Stored records →

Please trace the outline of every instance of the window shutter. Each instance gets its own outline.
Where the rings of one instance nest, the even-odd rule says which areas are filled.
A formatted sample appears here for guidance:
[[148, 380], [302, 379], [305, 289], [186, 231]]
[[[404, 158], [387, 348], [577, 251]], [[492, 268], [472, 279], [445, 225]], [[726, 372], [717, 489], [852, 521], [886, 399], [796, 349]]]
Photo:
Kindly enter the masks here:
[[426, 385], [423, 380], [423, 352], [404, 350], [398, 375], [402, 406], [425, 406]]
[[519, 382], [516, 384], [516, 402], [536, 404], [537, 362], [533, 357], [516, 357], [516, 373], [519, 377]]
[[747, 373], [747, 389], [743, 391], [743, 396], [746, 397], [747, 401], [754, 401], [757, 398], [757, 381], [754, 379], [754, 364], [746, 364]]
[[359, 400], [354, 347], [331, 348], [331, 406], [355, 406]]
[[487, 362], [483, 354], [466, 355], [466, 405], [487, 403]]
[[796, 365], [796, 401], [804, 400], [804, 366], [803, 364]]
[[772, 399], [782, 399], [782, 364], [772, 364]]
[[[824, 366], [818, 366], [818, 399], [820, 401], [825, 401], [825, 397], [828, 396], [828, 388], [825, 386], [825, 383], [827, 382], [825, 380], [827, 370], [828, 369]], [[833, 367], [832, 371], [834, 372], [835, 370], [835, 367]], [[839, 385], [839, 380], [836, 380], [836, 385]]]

Exercise brief → For each line in the entries that contains the string "instance", make a copy.

Response box →
Please trace the outline of every instance of the window shutter. Each instance gets its own outline.
Where the rings of one instance nest, the even-odd rule says which areas are filled.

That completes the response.